All of the material below is to be restated word for word, apart from the pictures.
○ ○ ○ ○ ○ ○ ○
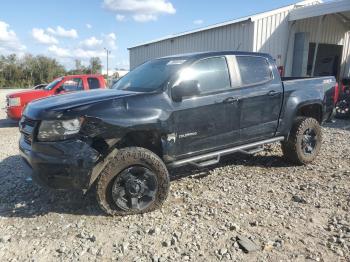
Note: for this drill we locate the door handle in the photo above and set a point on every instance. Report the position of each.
(272, 93)
(230, 100)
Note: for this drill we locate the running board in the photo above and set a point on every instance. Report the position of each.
(214, 157)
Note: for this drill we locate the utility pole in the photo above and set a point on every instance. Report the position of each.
(107, 52)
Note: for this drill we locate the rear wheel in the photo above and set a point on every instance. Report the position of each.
(304, 142)
(135, 181)
(342, 108)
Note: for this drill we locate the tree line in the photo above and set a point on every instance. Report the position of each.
(29, 70)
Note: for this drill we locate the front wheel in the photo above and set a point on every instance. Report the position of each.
(135, 181)
(304, 142)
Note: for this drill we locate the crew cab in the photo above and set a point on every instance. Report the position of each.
(169, 112)
(16, 102)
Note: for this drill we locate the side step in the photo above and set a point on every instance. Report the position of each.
(214, 157)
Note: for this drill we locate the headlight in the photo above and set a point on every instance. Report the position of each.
(59, 129)
(14, 101)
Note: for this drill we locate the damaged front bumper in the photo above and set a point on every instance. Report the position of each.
(64, 165)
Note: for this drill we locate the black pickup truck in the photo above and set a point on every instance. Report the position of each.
(169, 112)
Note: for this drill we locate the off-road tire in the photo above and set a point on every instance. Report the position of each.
(292, 148)
(125, 158)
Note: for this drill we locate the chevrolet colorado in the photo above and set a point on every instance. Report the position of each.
(166, 113)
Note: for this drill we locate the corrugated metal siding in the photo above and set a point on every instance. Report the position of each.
(271, 35)
(332, 31)
(231, 37)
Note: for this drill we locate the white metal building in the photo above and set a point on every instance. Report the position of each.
(308, 38)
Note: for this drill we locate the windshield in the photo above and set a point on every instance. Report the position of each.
(53, 84)
(149, 76)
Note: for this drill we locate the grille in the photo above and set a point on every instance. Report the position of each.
(27, 127)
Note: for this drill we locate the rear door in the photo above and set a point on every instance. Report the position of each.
(261, 98)
(209, 120)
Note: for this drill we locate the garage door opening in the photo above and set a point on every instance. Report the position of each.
(328, 60)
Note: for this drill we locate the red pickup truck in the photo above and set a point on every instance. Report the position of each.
(16, 102)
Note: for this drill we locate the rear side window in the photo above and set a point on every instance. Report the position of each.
(94, 83)
(74, 84)
(254, 70)
(211, 73)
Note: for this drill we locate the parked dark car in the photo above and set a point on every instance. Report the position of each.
○ ○ ○ ○ ○ ○ ○
THE COMPLETED TASK
Note: for this drill we locate the door handle in the photo above and set a point on every instance. Report the position of each.
(272, 93)
(230, 100)
Note: for this drill we locate the running board in the photo above and set a point on every instance. Report the position of each.
(214, 157)
Note: for this drill we locate the utility pole in the photo above and set a point on every instance. Report the position of each.
(107, 52)
Note: for this drill we locate the rear wheel in the photo above and set a point on every instance. Report the position of each.
(304, 142)
(135, 181)
(342, 108)
Note: for this drill we locate the tree line in the photo above and set a point on every instance. Report the position of each.
(29, 70)
Note: for this drill we locate the front wheel in the photo above and set a point on every instance. Report the position of each.
(135, 181)
(304, 142)
Note: for this drill we locate the crew cab in the photo above and set a point on every instance. Report the position of each.
(169, 112)
(16, 102)
Note: for this drill we locate the side step in the photo above and set a point on every instance. Report the position of each.
(214, 157)
Note: for this drill we locate the headlight in the photo above and set a point on every instance. Report the position of each.
(59, 129)
(14, 101)
Note: for this drill we locate the damaged front bumper in the photo above and set a point on every instance. Report the position of each.
(64, 165)
Note: for this drill we locate the black pickup truck in the photo above and set a point on every instance. Report the position of each.
(169, 112)
Note: for this drill we locate the off-road tire in the photo above and set a point on every instance. Report the position of each.
(292, 148)
(125, 158)
Note: for this drill we locate the chevrolet colorado in the photo above and set a point on every instance. Report the position of each.
(166, 113)
Note: for this drill we locate the corrugated metal siding in the photo above and set a point on every instance. Report the position of each.
(271, 35)
(332, 31)
(231, 37)
Note: for this drill we locate the white metal building in the photo above and set a point on every instance. Report the position of each.
(308, 38)
Note: for this drill we locate the windshield in the photo above and set a point on every instance. Report the position of each.
(53, 84)
(149, 76)
Note: for this drill we locate the grille in the photo above and set a point on every instance. Report the position of each.
(27, 127)
Note: for this drill we locate the rear door in the photo above and set a point on every instance. Report the position of each.
(261, 98)
(209, 120)
Note: for this drill we locate the garage door opening in the photo above and set a point on every instance. Report the position of each.
(328, 60)
Note: for this drill we locate the red pickup truck in the photo above and set a point on every instance. Report the position of each.
(16, 102)
Note: for this drill we locate the rear side window in the photo above and set a point on every instance. Report the position of each.
(94, 83)
(74, 84)
(254, 70)
(211, 73)
Note: for this drill we locate the parked dark car in the photo above and set a point on every instance. Report the position of each.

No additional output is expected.